## Instructions for the task
According to the mailing list thread, where were segfaults almost always seen when tracepoints were enabled?

━━━━━ Selected text

[lttng-dev] Segfault at v_read() called from lib_ring_buffer_try_reserve_slow() in LTTng-UST traced app - CPU/VMware dependent

Mon Jan 12 01:33:07 EST 2015

Hi Mathieu,

Apologies for the delay in getting back to you, please see below:

> -----Original Message-----
> From: Mathieu Desnoyers [mailto:mathieu.desnoyers at efficios.com]
> Sent: Friday, 12 December 2014 2:07 AM
> To: David OShea
> Cc: lttng-dev
> Subject: Re: [lttng-dev] Segfault at v_read() called from
> lib_ring_buffer_try_reserve_slow() in LTTng-UST traced app - CPU/VMware
> dependent
> 
> ________________________________
> 
> 	From: "David OShea" <David.OShea at quantum.com>
> 	To: "lttng-dev" <lttng-dev at lists.lttng.org>
> 	Sent: Sunday, December 7, 2014 10:30:04 PM
> 	Subject: [lttng-dev] Segfault at v_read() called from
> lib_ring_buffer_try_reserve_slow() in LTTng-UST traced app - CPU/VMware
> dependent
> 
> 
> 
> 	Hi all,
> 
> 	We have encountered a problem with using LTTng-UST tracing with
> our application, where on a particular VMware vCenter cluster we almost
> ways get segfaults when tracepoints are enabled, whereas on another
> vCenter cluster, and on every other machine we’ve ever used, we don’t
> hit this problem.

━━━━━━━━━━
━━━━━ Material

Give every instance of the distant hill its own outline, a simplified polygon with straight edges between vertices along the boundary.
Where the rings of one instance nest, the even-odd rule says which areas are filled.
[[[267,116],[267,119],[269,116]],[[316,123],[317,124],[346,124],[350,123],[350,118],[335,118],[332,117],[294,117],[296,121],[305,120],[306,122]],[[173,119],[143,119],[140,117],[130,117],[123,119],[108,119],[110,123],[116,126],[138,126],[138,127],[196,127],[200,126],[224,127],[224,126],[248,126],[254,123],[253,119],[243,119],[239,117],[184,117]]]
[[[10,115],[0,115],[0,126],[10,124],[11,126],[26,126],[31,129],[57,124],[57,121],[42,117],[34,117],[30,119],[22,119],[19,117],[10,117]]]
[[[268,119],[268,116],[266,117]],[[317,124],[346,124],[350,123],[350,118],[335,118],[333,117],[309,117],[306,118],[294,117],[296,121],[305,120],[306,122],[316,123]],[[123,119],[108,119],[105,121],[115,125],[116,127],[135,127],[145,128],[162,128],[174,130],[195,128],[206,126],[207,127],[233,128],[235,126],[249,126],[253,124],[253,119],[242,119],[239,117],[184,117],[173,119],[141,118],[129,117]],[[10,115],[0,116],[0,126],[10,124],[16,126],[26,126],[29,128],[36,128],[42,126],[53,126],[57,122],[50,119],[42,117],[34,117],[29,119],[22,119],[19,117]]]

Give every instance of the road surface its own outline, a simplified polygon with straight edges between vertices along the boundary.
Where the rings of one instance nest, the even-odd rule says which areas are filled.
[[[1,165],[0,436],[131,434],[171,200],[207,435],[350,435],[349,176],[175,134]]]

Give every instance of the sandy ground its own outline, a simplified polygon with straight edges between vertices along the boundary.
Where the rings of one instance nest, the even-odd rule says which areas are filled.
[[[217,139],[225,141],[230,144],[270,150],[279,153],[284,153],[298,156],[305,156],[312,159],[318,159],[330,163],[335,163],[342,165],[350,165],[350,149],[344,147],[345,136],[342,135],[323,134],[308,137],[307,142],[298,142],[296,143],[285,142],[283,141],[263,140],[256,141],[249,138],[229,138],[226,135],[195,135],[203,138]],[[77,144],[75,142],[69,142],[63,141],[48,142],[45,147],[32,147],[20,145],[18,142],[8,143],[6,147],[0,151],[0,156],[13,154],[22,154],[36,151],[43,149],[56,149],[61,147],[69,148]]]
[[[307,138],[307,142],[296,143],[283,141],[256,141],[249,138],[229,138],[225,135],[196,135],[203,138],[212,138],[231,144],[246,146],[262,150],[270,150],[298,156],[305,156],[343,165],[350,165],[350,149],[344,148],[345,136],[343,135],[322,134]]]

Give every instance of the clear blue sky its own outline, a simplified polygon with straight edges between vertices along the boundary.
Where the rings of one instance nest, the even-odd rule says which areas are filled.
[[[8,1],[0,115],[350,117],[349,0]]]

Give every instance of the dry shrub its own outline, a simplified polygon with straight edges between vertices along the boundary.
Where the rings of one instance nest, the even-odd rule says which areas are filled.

━━━━━━━━━━

## Finished task
On a particular VMware vCenter cluster.